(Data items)
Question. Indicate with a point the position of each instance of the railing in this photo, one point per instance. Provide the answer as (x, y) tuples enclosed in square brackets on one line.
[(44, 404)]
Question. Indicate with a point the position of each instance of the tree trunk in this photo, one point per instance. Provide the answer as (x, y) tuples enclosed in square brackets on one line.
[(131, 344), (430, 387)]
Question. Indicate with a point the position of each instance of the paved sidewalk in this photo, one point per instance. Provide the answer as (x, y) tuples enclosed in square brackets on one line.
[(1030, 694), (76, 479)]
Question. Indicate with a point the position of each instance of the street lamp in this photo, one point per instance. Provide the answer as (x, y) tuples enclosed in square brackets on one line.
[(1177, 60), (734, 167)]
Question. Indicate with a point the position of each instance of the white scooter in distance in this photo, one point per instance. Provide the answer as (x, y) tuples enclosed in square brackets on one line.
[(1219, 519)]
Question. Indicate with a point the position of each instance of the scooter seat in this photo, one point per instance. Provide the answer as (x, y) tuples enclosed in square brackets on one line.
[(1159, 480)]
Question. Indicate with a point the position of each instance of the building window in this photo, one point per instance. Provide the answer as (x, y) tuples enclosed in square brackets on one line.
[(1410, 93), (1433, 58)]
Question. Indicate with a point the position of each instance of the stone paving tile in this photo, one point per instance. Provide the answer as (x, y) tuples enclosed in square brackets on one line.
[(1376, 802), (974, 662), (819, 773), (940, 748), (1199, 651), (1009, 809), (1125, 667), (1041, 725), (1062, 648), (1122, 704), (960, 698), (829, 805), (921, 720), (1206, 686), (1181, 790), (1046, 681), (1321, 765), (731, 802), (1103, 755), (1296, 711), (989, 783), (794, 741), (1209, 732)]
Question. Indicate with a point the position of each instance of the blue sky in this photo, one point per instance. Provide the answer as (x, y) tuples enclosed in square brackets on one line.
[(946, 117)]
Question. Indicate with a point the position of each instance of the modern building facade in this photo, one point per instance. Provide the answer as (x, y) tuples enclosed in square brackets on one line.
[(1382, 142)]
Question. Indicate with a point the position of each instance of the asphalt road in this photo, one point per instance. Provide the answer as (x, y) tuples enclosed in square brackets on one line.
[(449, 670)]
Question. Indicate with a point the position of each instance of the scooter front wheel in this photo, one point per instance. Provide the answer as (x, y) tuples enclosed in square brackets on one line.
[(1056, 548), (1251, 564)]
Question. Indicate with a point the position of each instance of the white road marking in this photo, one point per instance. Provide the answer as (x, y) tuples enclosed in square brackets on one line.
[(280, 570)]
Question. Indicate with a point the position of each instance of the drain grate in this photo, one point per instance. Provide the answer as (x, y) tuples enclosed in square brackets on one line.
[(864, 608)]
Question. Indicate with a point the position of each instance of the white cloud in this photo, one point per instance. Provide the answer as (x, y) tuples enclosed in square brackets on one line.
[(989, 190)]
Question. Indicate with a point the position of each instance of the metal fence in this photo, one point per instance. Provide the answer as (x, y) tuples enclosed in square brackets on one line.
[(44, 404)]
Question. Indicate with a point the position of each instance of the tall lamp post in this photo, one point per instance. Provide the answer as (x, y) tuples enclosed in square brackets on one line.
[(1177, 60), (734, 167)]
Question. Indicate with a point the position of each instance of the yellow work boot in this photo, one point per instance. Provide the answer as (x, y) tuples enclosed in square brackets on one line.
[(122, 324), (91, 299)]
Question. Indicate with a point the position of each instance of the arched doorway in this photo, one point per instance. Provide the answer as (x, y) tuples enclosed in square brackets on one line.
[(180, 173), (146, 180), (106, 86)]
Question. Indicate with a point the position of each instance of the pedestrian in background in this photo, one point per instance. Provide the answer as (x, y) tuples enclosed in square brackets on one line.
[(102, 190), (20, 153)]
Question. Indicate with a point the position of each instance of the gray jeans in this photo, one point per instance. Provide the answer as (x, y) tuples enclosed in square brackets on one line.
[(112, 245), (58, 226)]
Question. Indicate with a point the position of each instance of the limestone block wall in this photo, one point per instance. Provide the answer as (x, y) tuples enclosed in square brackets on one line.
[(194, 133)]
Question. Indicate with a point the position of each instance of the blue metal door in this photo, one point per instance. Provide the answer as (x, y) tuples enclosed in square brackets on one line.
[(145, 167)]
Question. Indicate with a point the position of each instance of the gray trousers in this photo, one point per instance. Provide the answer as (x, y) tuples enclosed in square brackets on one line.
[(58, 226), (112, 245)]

* Exercise description *
The records above are to be restated word for word, in full.

* Answer to this exercise *
Question. Indicate with a point the position of each instance of the railing in this photo, one point per instance. Provide the answer as (x, y) tuples enclosed in square brackets on one line.
[(44, 404)]
Question. Indicate with a point the position of each instance of the tree trunk in this photo, one point per instance. Provide the answer as (x, y) tuples enclosed in square brackets on one line.
[(131, 344), (430, 387)]
Question. Indicate with a point the position of each instance of the paved sidewalk in this photo, one point per instance. Provide the answer as (x, y) tuples enclosed in square brackets on one line.
[(1030, 694), (76, 479)]
Question. Indicate with a point the position of each instance of the street lamp in this photo, one point per instance. Provide the answer as (x, y) tuples enclosed in square brackets on one line.
[(1177, 60), (734, 167)]
Question. Indicate with a point the position of each instance of the white scooter in distance in this photo, one point per instance. Provide the answer as (x, y) tuples enclosed in square brackets on one line.
[(1219, 519)]
Question. Indicate with a point the position of each instance of the scooter seat in this photo, one point per instance. Provide the answer as (x, y) tuples enclosed in square brackets on one line.
[(1159, 480)]
Question. Indicate with a point the position of each instance of the building window in this photo, one point per instance. Provide the answer as (x, y) tuples enclosed in square brackets on one line.
[(1410, 93), (1433, 58)]
Question. Indicate with a point the position of each instance of the stone paving tile in this photo, one point per instance. Provide the answer as (x, y) tuples enclosed in square brackets on one line.
[(1376, 802), (974, 662), (819, 773), (940, 748), (1199, 651), (1009, 809), (1125, 667), (1041, 725), (1062, 648), (1122, 704), (960, 698), (829, 805), (921, 720), (1206, 686), (1181, 790), (1046, 681), (1321, 765), (731, 802), (1103, 755), (1296, 711), (989, 783), (794, 741), (1209, 732)]
Question. Indicate with a point the position of each instance of the blue sky in this photo, one point per instance. Provide the answer as (x, y) tuples enclosed in square brackets on one line.
[(946, 117)]
Question. Indicate with a point the position of each instance of the modern building facade in this photo, one point per instance. Provide the answer as (x, y) tuples enclosed in square brackets on one line.
[(1382, 142)]
Question. Indicate with a point the position of each instance of the asphalt road in this photo, one point per instance. Provide the answer as (x, y) tuples enclosed in square brackets on one line.
[(449, 670)]
Question. Indicate with a point the position of each instance of the scooter front wheel in this photo, one point per instance. Provide the answer as (x, y) tuples enclosed in square brackets on one line.
[(1056, 548), (1251, 564)]
Question. Indicate with a point the position of each instance of the white road marking in this photo, one point per instance. Provide the answer as (x, y) tuples enclosed in square brackets on one line.
[(280, 570)]
Question. Indicate with a point the position of each instance of the drain grate in this photo, one point per instance. Provide the answer as (x, y) tuples enclosed in square brackets on one line.
[(864, 608)]
Question. Indicate with a point the position of each instance of the white cloud in this photo, one point per instance. Provide the answer as (x, y) tuples enclosed in square brackets on one line.
[(989, 190)]
Question. Indicate with a point the position of each instance of the metal fence in this photo, one point per instance. Provide the answer as (x, y) tuples enclosed in square brackets on one line.
[(44, 404)]
Question. Indicate with a point the position of each instance of the tall lamp post in this photo, one point per instance. Provide the answer as (x, y) tuples enclosed in square brackets on one line.
[(1177, 60), (734, 167)]
Question. Indicate with a point the position of each instance of the yellow work boot in this photo, one point per instance. Provide the answer as (x, y) tuples enclosed in square brackets on one line.
[(122, 324), (91, 299)]
Question. Indicate with a point the position of each instance of the arched doorway in this photo, one point per instance. Provide the answer as (x, y) tuples enclosed in square brackets on one line.
[(180, 173), (146, 180), (106, 86)]
Question. Indicate with a point the position of each instance of the pedestrian in background in this photo, one point per instance. Provide the answer as (x, y) tuples enclosed in square brackets on one line.
[(102, 190), (20, 153)]
Question. Indicate with a point the position of each instance of the gray jeans in this photo, one point per instance. Provide the answer as (x, y) tuples enclosed in square brackets on one line.
[(112, 245), (58, 226)]
Question. Indicate with a point the position of each instance of the limestone block wall in this photo, one point per instance. Provide the answer as (x, y) tuples enclosed in square brackets on one line.
[(194, 133)]
Question. Indicate with a point the position of each instance of the blue metal door in this photo, one point per instance. Provide the answer as (x, y) tuples enclosed in square brackets on one line.
[(145, 167)]
Question. Indicate with a point the position of each instance of the gray trousers in this photo, one point per instance. Provide the answer as (x, y) tuples enclosed in square brackets on one line.
[(58, 226), (112, 245)]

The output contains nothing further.